Source text |
▽
The research is published in the Journal of Anxiety Disorders and was conducted by Professor Reg Nixon et al.

In the study, the team examined 52 patients.

These people received three types of treatment regimes for three months — only Cognitive Processing Therapy (CPT), using Behavioral Activation Therapy (BA) with some CPT, or CPT with some BA.

They found that a combined treatment protocol resulted in meaningful reductions in PTSD and depression severity, with improvements maintained at six-month checks.

The study showed that the reductions in depressive symptoms that occur when PTSD symptoms are targeted early in treatment are consolidated when closely followed with behavioral activation.

The team said when depression was targeted before PTSD that those individuals did not quite have as good an outcome as those in the other conditions.

This indicates there might be a cost to delaying or putting off targeting PTSD symptoms over depressive symptoms.
△
Activity 1 |
In the PTSD treatment study, which journal published the research?
Activity 2 |
Carry on the report about the PTSD and depression treatment study, starting right after its final sentence.

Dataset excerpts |
▽
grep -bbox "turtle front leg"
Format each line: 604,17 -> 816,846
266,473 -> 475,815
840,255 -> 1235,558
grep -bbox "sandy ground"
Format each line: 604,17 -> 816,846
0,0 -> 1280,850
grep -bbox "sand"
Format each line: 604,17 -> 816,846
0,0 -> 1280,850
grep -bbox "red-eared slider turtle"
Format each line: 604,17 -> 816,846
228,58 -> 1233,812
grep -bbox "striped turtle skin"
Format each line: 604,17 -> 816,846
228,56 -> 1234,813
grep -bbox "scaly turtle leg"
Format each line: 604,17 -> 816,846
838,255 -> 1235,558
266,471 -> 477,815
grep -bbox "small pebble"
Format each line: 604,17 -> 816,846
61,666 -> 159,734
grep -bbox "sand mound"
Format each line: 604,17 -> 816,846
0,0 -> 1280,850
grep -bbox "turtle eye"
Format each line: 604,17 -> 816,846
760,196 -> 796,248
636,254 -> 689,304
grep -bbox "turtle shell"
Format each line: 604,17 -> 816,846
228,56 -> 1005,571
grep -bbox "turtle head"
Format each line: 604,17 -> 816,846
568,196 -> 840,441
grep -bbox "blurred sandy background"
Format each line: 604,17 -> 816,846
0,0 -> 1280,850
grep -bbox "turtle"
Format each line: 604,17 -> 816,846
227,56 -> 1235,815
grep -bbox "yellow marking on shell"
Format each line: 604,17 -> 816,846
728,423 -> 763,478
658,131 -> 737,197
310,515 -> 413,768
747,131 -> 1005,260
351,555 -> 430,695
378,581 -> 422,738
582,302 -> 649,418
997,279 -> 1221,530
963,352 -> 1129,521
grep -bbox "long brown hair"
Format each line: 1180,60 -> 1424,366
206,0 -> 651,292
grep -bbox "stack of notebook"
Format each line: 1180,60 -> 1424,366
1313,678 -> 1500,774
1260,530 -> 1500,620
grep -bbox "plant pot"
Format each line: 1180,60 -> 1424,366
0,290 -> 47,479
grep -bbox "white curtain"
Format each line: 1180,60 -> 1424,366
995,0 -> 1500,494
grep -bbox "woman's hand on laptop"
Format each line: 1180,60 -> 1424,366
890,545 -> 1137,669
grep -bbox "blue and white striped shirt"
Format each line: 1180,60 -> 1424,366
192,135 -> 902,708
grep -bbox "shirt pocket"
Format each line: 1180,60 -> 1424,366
△
Task answer 1 |
The Journal of Anxiety Disorders.

Task answer 2 |
These findings suggest that trying to ‘ease’ into this work and working on depression first might not in fact help clients as much as people would expect.

The researchers also noted that CPT alone, without any modifications, still showed positive outcomes in the patient group.

Their clinical view at this time is that when individuals with PTSD and MDD present for PTSD treatment, CPT should be delivered first.

Those with higher levels of depression showed more significant change from treatment than those with lower levels of depression.

Although symptoms tended to remain higher in these individuals after treatment than in those with lower levels of depression, the findings indicated that those with high levels of depression still benefited from therapy.